TASK PROMPT: Count the lines in the entries below that contain the string "dark", matching case exactly. Reply with the number alone.
** START OF THE INPUT **
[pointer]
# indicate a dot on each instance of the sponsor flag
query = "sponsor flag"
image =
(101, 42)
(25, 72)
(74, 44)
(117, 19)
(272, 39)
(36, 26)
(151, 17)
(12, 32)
** END OF THE INPUT **
** START OF THE INPUT **
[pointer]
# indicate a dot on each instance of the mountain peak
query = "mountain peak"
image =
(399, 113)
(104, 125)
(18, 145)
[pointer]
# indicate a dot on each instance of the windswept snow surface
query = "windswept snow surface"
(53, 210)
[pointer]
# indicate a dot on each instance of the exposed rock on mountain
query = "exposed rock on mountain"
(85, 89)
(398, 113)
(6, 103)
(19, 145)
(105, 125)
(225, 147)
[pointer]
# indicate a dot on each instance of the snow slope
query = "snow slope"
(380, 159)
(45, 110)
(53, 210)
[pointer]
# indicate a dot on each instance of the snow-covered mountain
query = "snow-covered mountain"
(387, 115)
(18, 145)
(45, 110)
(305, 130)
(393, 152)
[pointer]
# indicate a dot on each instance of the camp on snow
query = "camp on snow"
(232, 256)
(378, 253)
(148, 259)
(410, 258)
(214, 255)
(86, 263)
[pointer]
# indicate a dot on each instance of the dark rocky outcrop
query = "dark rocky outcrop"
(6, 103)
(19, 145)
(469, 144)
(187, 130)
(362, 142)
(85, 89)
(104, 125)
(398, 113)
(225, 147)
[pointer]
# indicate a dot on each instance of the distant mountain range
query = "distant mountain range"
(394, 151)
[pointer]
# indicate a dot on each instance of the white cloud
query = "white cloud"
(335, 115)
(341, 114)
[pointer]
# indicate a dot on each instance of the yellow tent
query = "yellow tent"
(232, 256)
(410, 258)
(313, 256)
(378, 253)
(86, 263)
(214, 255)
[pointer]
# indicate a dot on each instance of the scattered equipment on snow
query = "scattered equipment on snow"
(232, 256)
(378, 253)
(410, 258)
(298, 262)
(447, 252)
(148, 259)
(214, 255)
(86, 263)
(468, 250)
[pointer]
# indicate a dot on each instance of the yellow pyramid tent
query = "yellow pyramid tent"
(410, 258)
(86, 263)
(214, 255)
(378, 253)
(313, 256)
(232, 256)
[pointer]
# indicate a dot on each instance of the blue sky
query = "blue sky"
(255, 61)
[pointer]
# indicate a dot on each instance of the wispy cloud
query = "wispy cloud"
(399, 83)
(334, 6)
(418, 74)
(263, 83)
** END OF THE INPUT **
EXERCISE RESULT: 2